--- START ---

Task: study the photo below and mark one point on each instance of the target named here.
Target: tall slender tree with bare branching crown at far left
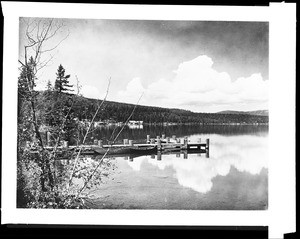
(37, 33)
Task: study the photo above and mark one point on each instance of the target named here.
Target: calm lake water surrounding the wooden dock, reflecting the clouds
(233, 177)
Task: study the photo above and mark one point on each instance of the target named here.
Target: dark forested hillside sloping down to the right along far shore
(85, 108)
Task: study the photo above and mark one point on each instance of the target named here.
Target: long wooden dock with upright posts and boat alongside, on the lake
(153, 146)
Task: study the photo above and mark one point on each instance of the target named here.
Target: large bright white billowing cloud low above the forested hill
(197, 86)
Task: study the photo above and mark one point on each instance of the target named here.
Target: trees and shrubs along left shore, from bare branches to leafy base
(38, 184)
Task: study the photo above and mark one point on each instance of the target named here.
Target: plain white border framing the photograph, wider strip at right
(280, 216)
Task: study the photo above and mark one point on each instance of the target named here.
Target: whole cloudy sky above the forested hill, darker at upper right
(202, 66)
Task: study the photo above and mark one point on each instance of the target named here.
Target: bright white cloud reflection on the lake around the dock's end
(245, 153)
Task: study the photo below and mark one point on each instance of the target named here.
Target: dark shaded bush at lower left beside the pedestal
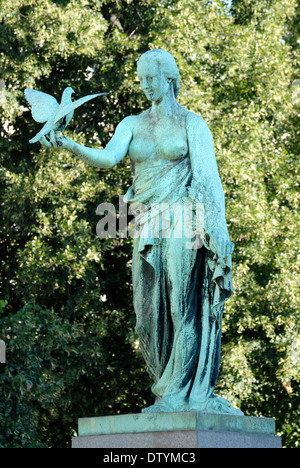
(56, 365)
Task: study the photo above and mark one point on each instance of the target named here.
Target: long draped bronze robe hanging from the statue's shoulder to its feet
(179, 292)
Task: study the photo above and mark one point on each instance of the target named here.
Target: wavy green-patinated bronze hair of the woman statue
(167, 64)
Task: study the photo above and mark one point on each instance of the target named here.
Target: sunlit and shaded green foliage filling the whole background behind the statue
(66, 308)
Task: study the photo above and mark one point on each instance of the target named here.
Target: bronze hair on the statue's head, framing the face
(163, 61)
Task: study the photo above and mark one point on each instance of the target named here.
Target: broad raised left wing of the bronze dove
(43, 106)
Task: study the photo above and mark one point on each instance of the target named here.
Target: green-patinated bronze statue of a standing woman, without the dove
(179, 292)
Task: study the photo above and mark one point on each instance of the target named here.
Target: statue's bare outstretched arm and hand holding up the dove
(105, 158)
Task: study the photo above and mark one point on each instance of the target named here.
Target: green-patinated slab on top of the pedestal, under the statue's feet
(156, 422)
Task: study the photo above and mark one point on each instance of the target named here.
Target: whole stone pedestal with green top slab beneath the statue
(176, 431)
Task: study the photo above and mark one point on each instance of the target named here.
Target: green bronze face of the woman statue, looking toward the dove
(153, 81)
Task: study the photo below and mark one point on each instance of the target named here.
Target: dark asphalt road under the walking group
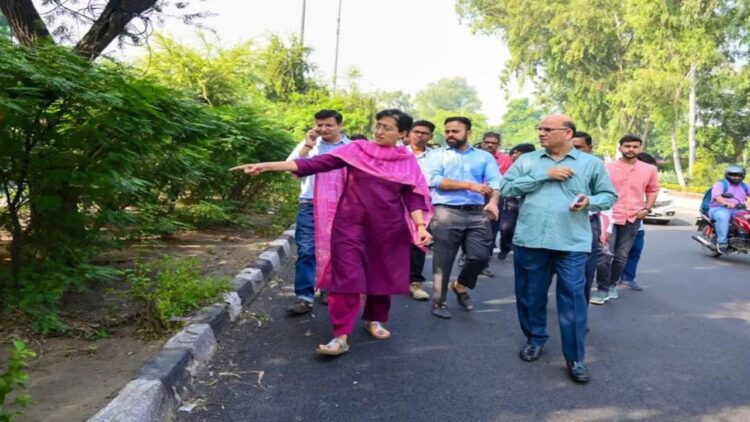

--- END ---

» ACTION ITEM:
Give the data above back unchanged, except for the pictures.

» RESULT OF THE EXERCISE:
Task: study the photo below and mark one point on each instance of the target named here.
Target: tall slender tree with bare branching crown at far left
(37, 33)
Task: study the photo above and mark one point on each instance of the target named here.
Target: calm lake water surrounding the wooden dock, reflecting the clouds
(233, 177)
Task: study the photo above and mark one point on each instance of the target named here.
Target: dark forested hillside sloping down to the right along far shore
(85, 108)
Task: study the photo above and mark one point on each instance of the target named here.
Target: long wooden dock with upright posts and boat alongside, on the lake
(153, 146)
Task: study the photo above and mark one point on each instance of the target named here.
Target: large bright white billowing cloud low above the forested hill
(197, 86)
Task: study the photo above and mark one point on each instance of the target named here.
Target: trees and shrubs along left shore, from bare branches to leafy base
(38, 184)
Task: study the photo above and mark one point on each instance of the target named here.
Target: plain white border framing the photograph, wider strip at right
(280, 216)
Task: study the photo above and mark one point on each instance of the target named here.
Target: whole cloudy sky above the forested hill, darker at upper right
(202, 66)
Task: study the photo above and mark one point on each instance of the target named here.
Target: bright white cloud reflection on the lake around the dock's end
(245, 153)
Task: study the photo below and mark one point on each instance of the target named here.
Target: dark shaded bush at lower left beside the pedestal
(56, 365)
Task: study the photo above and mark one point on each instance of the target named here.
Target: long draped bronze robe hanging from the statue's shoulder to its feet
(179, 292)
Task: study the photo above and mark one point on each instance of the target named here.
Target: wavy green-patinated bronze hair of the woman statue
(167, 64)
Task: study the photo above and mark one point on each instance of the target named here.
Target: sunlit and shaded green foliage filling the whole background behind the statue
(66, 308)
Task: study the photo above and mark one point on each instance of the target named here.
Target: bronze hair on the statue's head, framing the face
(163, 61)
Task: study the photo above and mark one point on each instance of the target named here.
Target: broad raised left wing of the bronze dove
(43, 106)
Task: study the photo above and mark one point on each instance of the target named here.
Target: green-patinated bronze statue of a standing woman, without the dove
(179, 292)
Task: study the photo above and mark one point on each instance of the target named here.
Target: statue's bare outstretched arm and hand holding up the dove
(105, 158)
Task: study the photo above and mark one point on each instance of the target named here.
Target: green-patinated slab on top of the pedestal, under the statue's feet
(156, 422)
Task: study the photo above and mark one point on each instance of the target named here.
Target: whole stone pedestal with green top slab beneath the statue
(176, 431)
Task: study the photo above and mark one point on each instance of the target named here.
Target: green bronze face of the woman statue, looking toward the dove
(153, 81)
Task: study the photo below and mark one point on each instance of the target named here.
Target: dark asphalt road under the walking group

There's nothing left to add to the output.